*TASK PROMPT*: Taking the listing below, restate word for word each line from the line with "Target: road" to the line with "Target: bus windshield wiper", ends included, and stop there.

*RECORDED DATA*:
◇ ◇ ◇ ◇ ◇ ◇ ◇
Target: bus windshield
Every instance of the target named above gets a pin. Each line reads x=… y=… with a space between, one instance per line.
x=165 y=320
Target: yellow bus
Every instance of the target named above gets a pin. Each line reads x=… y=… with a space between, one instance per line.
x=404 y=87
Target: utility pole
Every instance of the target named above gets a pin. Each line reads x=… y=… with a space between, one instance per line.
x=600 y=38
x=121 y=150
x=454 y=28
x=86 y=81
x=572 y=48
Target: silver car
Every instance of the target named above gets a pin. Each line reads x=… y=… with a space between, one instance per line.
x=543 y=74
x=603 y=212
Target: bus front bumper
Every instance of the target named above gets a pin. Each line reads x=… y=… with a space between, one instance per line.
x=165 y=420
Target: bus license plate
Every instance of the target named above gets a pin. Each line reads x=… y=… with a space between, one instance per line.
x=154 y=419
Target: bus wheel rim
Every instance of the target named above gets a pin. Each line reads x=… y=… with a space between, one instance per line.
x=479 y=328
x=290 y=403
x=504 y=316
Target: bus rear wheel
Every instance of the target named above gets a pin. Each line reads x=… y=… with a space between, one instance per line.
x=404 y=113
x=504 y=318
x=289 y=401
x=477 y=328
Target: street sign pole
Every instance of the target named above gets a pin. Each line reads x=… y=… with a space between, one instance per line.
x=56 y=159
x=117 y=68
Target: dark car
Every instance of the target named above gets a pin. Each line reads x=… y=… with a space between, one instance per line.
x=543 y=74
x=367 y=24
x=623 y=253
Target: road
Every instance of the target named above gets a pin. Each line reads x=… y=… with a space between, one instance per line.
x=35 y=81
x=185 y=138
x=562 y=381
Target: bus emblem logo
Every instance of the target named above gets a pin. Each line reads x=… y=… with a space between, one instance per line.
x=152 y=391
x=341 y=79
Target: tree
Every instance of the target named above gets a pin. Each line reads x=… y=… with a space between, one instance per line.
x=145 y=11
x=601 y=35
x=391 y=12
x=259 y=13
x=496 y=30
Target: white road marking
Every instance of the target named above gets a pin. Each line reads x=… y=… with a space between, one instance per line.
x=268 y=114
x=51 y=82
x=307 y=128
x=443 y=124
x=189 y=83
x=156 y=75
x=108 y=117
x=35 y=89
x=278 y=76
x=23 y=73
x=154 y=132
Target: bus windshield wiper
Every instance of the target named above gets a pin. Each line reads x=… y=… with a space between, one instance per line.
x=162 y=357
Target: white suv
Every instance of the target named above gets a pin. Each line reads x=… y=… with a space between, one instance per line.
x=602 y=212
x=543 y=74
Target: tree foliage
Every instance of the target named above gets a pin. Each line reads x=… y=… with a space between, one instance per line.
◇ ◇ ◇ ◇ ◇ ◇ ◇
*RESPONSE TO THE EXERCISE*:
Target: road
Every instance of the target named above gets a pin. Each line reads x=… y=… with a space between, one instance per line.
x=35 y=81
x=185 y=138
x=562 y=381
Target: bus emblem logo
Every instance of the target named above gets a pin. Each line reads x=… y=… with a space between, one instance per line.
x=152 y=391
x=341 y=79
Target: tree
Every instance of the target named above gets a pin. Each line reads x=… y=… with a space between, one instance per line.
x=145 y=11
x=601 y=35
x=391 y=12
x=259 y=13
x=496 y=30
Target: white road marking
Every instance of the target named above gets a pin. Each line reads x=… y=… with a space between, one instance per line.
x=268 y=114
x=51 y=82
x=307 y=128
x=443 y=124
x=189 y=83
x=156 y=75
x=108 y=117
x=35 y=89
x=278 y=76
x=23 y=73
x=154 y=132
Target: bus windshield wiper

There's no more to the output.